Position annotation records:

[Begin]

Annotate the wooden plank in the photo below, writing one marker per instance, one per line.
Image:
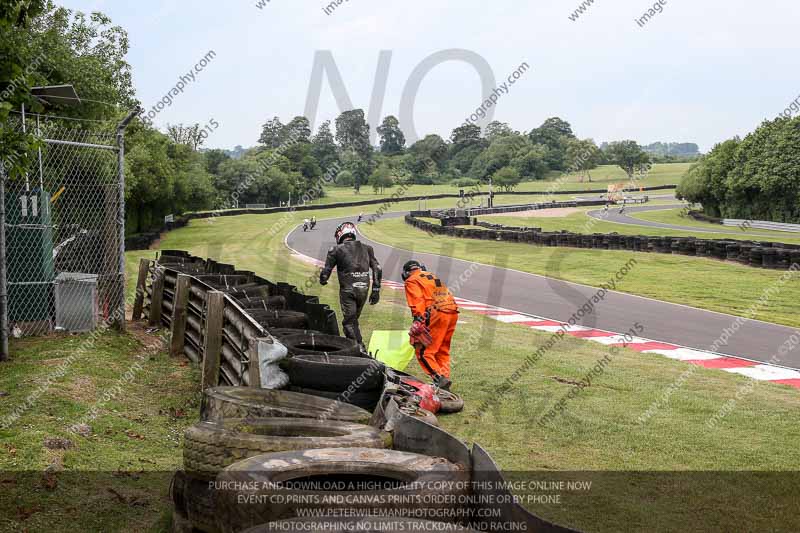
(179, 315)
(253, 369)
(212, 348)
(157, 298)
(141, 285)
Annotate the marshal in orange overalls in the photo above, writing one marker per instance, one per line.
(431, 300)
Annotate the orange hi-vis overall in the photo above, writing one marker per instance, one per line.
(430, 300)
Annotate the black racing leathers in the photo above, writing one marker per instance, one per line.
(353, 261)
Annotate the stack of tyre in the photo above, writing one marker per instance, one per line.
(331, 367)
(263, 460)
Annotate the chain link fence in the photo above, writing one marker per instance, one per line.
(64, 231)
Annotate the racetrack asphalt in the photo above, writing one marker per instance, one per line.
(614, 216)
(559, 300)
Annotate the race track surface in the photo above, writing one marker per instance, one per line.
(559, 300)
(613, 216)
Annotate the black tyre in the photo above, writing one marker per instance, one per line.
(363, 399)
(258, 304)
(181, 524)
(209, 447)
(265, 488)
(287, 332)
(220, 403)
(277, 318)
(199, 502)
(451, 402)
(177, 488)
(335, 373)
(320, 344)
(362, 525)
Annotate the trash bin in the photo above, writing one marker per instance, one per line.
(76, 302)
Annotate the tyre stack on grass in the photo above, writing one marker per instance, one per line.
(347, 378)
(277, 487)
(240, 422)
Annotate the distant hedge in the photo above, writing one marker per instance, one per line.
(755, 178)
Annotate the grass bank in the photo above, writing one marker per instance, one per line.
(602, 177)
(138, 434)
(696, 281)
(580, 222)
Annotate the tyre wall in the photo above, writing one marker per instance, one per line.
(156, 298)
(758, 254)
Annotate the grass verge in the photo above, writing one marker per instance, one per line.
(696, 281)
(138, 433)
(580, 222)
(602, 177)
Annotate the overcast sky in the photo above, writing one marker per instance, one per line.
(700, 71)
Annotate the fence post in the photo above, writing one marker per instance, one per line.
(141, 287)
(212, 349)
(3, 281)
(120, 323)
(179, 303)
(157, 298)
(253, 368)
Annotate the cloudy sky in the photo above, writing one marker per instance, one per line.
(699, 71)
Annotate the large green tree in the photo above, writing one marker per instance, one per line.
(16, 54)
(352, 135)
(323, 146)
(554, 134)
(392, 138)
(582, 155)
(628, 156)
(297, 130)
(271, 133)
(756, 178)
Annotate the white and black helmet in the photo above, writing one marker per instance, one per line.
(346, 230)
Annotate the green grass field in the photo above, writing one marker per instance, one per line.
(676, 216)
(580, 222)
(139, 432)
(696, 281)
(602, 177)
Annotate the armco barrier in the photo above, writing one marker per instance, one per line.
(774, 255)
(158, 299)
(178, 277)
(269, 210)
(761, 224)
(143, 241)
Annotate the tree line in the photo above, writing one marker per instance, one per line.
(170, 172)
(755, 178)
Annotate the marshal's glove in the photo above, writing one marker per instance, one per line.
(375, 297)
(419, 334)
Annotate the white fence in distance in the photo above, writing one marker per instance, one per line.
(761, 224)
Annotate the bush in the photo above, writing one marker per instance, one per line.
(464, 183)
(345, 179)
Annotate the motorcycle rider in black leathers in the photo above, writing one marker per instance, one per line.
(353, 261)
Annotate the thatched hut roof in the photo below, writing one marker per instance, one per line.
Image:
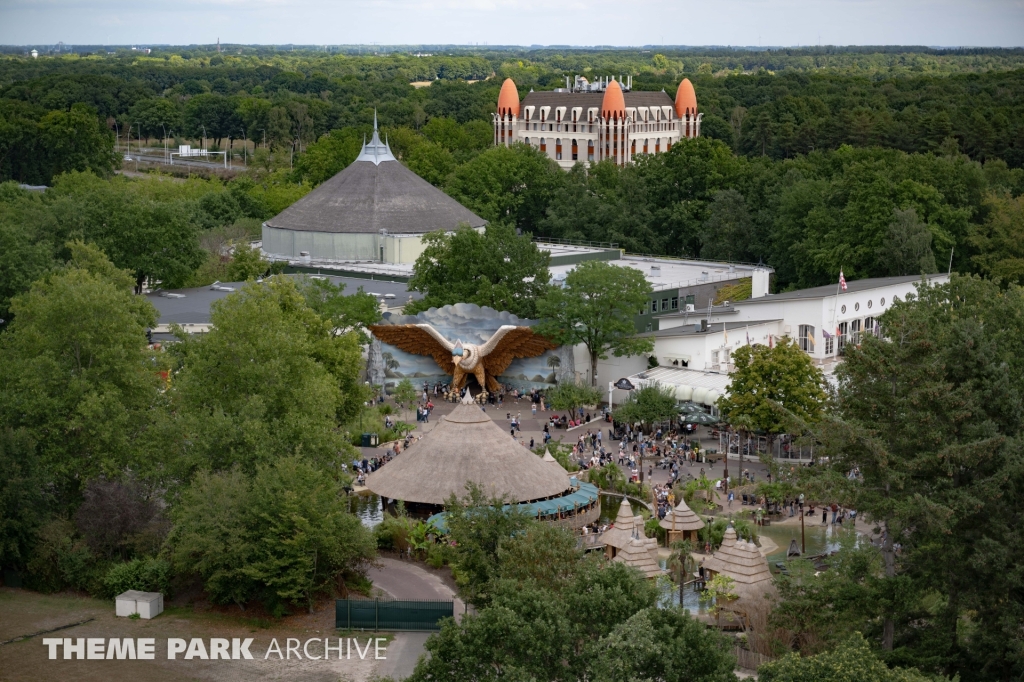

[End]

▶ _Task to complete_: Reproduce all of the data above verbatim, line for line, without the pictures.

▶ _Answer below_:
Annotate the wooden plank in the photo below, writing one marker per instance, one per line.
Image:
(179, 315)
(253, 369)
(212, 348)
(157, 298)
(141, 285)
Annotate the marshal in orange overalls in the photo above, writing one marker per instance, one per line.
(431, 300)
Annotate the orange hi-vis overall in the photo above, writing one marker per instance, one per line.
(430, 300)
Annotate the black racing leathers in the photo above, writing one marker per instance, one per line.
(353, 261)
Annotate the stack of tyre in the photo above, writing one marker per instance, one per line.
(331, 367)
(263, 460)
Annotate the chain link fence in the photo above, writing one marker per instance, one per line.
(64, 231)
Annotate the racetrack asphalt in the photo above, writing one marker per instance, one per line.
(614, 216)
(559, 300)
Annotate the race track surface in the photo above, writing one marker per instance, one per line.
(559, 300)
(613, 216)
Annotate the black tyre in the photo above, writing one marker per instance, one per line.
(363, 399)
(258, 304)
(181, 524)
(209, 447)
(265, 488)
(287, 332)
(220, 403)
(277, 318)
(199, 502)
(451, 402)
(177, 488)
(335, 373)
(320, 344)
(362, 525)
Annotate the trash bin in the photo above, writing one marker per instance, one per line.
(76, 302)
Annotate the tyre stack on grass in the photo above, writing one marker per instance, one per line.
(347, 378)
(277, 487)
(240, 422)
Annotate the distant hedge in the photo above, writing one marker per instance, one per line.
(755, 178)
Annotate the grass bank in the photo above, writing one marker per instance, one per line.
(602, 177)
(138, 434)
(696, 281)
(580, 222)
Annotate the tyre wall in the photo above, writing one marker per instance, one per line.
(156, 298)
(758, 254)
Annotate the grass verge in the photo above, writing one marker per instance, one per line.
(696, 281)
(138, 433)
(580, 222)
(602, 177)
Annotate the overcast sky in the photo above, writing one marker per instance, one per line.
(700, 71)
Annotate the fence post in the photo above, writing one marker per instance, one per line.
(141, 287)
(212, 349)
(3, 281)
(120, 323)
(179, 303)
(157, 298)
(253, 368)
Annotate the cloudy sky in the photo above, writing one marker per instance, one per line.
(699, 71)
Annotate the large green tree in the photo above, writing one marker per instance, one per line.
(16, 54)
(352, 135)
(323, 146)
(554, 134)
(392, 138)
(582, 155)
(628, 156)
(297, 130)
(271, 133)
(756, 178)
Annotate the white and black helmet in the photo above, writing one marker per instance, one per line.
(346, 230)
Annotate the green grass field in the photo above, writing one marker per instance, one per line.
(676, 216)
(580, 222)
(139, 432)
(696, 281)
(602, 177)
Annotate the armco barrier in the photo above, writing one marker per instance, one per line.
(774, 255)
(158, 299)
(178, 277)
(269, 210)
(761, 224)
(143, 241)
Annotate the tree line in the photo above, writing one marker per instance, one per line.
(170, 172)
(755, 178)
Annotate the marshal's glove in the photo above, writing one marker per instance, one per line.
(375, 297)
(419, 334)
Annotate the white fence in distance in the photo above, writing one marker per instance, one per line.
(761, 224)
Annotate the bush in the photo above, writing one marker per instance, one per line.
(464, 183)
(345, 179)
Annotate the motorcycle rider in black leathers in the photo above, writing one marker per instance, one per line.
(353, 261)
Annotate the thatched hut roof in the photo below, writing one marker per instance, one per line.
Image:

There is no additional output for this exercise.